ASSIGNMENT 1
From the State v. Muldoon text, list every cited case whose state is given as an abbreviation in parentheses after the case name.
ASSIGNMENT 2
According to the State v. Muldoon text, the appeal came from the district court of which county?

TEXT SEGMENT
******************************

State v. Muldoon

Citation254 N.W. 475,64 N.D. 564
Decision Date19 April 1934
Docket Number6251
CourtUnited States State Supreme Court of North Dakota

Appeal from the District Court of Stutsman County Jansonius, J.

Reversed and new trial ordered.

Fredricks & Fredricks, for appellant.

It is improper, or even reversible error, for a court to overrule a motion for a new trial pro forma and without proper consideration. 29 Cyc. 1006; Campbell v. Ayres, 4 Iowa, 358; Penn v. Oglesby, 89 Ill. 110; Ex parte Russell, 13 Wall. 664; McIntyre v. McIntyre (Ga.) 47 S.E. 501; Richolson v. Freeman, 56 Kan. 463; Larabee v. Hall, 50 Kan. 311; Adams v Webster, 25 La.Ann. 113; Tracy v. Altmyer, 46 N.Y. 598; Tennessee R. Co. v. Lee, 95 Tenn. 388; Ranney v. St. Johnsbury R. Co. (Vt.) 32 A. 810.

The movent has a right to have his motion for a new trial considered upon its merits. Langston v. Southern Electric R. Co. (Mo.) 48 S.W. 835.

******************************

SUPPLIED MATERIAL
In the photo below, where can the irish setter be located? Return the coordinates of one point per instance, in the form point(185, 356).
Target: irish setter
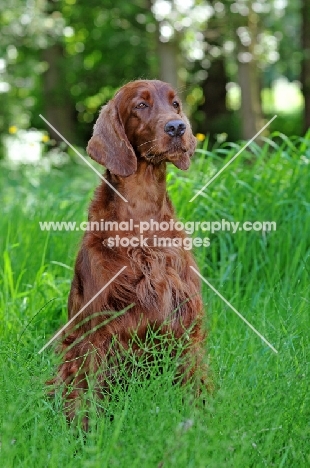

******************************

EXERCISE RESPONSE 1
McIntyre v. McIntyre (Ga.)
Ranney v. St. Johnsbury R. Co. (Vt.)
Langston v. Southern Electric R. Co. (Mo.)

EXERCISE RESPONSE 2
Stutsman County